*Wat wordt gevraagd*
Waar staat de afkorting FFP voor volgens de tekst over mondneusmaskers?

FFP1, FFP2, chirurgische mondneusmaskers: ze bestaan in allerlei soorten en maten en werken op een andere manier. Wat zijn de verschillen en hoe gebruik je elk masker correct?
Covid-19 verspreidt zich via fijne druppeltjes en aerosols in de lucht. De isolatiemaatregelen tegen deze manieren van virusoverdracht zijn ‘druppelisolatie’ en ‘luchtisolatie’. Per isolatievorm worden verschillende beschermingsmiddelen gebruikt. Bij luchtisolatie of aerogene isolatie draag je een FFP2-mondneusmasker, bij druppelisolatie een FFP1-mondneusmasker.
Wat is het verschil tussen FFP1-, FFP2-, en FFP3-mondneusmaskers?
FFP staat voor Filtering Face Piece. De FFP-maskers behoren tot de categorie ademhalingsbeschermingsmaskers, ze filteren de ingeademde lucht en zijn ontworpen om goed af te sluiten aan de randen. Het toegevoegde getal (FFP 1, 2 of 3) drukt uit hoe sterk de ingeademde lucht wordt gefilterd. Hoe hoger het getal, hoe meer bescherming. In de zorg wordt vooral gebruikgemaakt van FFP1- en FFP2-maskers. De maskers hebben de opschriften FFP1 (minimaal 80% van de deeltjes wordt tegengehouden), FFP2 (94%) of FFP3 (99%). De FFP-maskers moeten voldoen aan de Europese richtlijn Persoonlijke Beschermingsmiddelen en aan NEN-EN 149+A1.

*Gegeven informatie*
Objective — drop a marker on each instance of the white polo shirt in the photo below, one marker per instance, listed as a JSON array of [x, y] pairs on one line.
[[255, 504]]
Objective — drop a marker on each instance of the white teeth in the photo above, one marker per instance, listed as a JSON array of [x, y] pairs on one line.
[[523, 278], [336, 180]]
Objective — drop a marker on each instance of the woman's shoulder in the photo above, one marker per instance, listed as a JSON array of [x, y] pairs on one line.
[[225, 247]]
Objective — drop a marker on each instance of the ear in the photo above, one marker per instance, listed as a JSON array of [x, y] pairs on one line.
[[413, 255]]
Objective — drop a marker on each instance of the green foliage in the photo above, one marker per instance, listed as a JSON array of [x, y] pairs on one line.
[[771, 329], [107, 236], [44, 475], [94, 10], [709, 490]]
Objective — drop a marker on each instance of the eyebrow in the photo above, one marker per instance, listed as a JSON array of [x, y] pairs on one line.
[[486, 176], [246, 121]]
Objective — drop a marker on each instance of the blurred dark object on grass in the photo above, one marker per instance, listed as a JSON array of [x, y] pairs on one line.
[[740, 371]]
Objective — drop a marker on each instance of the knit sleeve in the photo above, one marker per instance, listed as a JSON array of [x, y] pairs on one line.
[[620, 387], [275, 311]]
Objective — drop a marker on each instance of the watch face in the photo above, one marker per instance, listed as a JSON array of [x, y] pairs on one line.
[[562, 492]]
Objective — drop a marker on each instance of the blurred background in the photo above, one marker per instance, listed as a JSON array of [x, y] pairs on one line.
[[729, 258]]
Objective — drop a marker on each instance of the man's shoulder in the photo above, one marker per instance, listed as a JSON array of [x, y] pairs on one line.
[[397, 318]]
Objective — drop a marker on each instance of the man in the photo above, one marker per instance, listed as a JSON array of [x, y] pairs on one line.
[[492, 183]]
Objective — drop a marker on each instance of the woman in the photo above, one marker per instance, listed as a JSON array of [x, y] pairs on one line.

*Uitgevoerde opdracht*
Filtering Face Piece.